• Task data:
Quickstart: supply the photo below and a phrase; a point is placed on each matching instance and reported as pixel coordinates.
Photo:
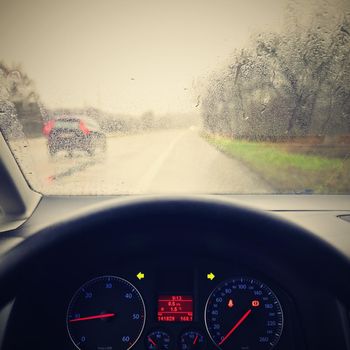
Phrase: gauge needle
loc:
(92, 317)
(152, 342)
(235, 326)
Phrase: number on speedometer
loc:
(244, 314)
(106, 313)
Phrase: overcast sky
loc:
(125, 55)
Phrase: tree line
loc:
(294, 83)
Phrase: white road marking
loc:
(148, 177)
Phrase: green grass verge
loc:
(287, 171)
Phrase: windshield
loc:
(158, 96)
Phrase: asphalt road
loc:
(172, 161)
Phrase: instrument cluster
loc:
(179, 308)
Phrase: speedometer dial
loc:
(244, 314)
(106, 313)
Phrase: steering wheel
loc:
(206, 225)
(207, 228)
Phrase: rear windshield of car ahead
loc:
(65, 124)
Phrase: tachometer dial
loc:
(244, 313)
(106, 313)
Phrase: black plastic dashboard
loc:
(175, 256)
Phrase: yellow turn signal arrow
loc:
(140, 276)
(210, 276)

* * *

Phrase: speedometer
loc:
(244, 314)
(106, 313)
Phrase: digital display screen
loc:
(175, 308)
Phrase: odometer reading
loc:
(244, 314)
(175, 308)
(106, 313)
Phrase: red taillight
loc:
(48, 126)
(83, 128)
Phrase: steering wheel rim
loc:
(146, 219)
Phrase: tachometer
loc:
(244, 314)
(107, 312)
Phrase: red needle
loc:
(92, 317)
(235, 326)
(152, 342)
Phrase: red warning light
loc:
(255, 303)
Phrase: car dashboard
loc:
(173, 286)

• Task to complete:
Work through the data and count each line holding the string "speedometer". Give only that count.

• Output for this exercise:
3